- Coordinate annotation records
** begin **
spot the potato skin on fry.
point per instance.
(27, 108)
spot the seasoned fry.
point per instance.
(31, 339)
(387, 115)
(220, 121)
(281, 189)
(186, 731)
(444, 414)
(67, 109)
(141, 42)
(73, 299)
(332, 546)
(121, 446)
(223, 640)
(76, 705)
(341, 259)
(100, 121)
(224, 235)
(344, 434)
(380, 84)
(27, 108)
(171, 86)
** end **
- Short task
Please copy out the rows above, swapping every "spot" for "mark" and leaving everything else unchanged.

- Task output
mark the potato skin on fry.
point per instance.
(27, 108)
mark the seasoned fry.
point per instance.
(31, 339)
(387, 115)
(220, 121)
(281, 189)
(186, 731)
(444, 414)
(67, 109)
(141, 42)
(73, 299)
(332, 546)
(121, 446)
(223, 640)
(76, 705)
(341, 259)
(100, 121)
(224, 235)
(344, 434)
(380, 84)
(27, 108)
(171, 86)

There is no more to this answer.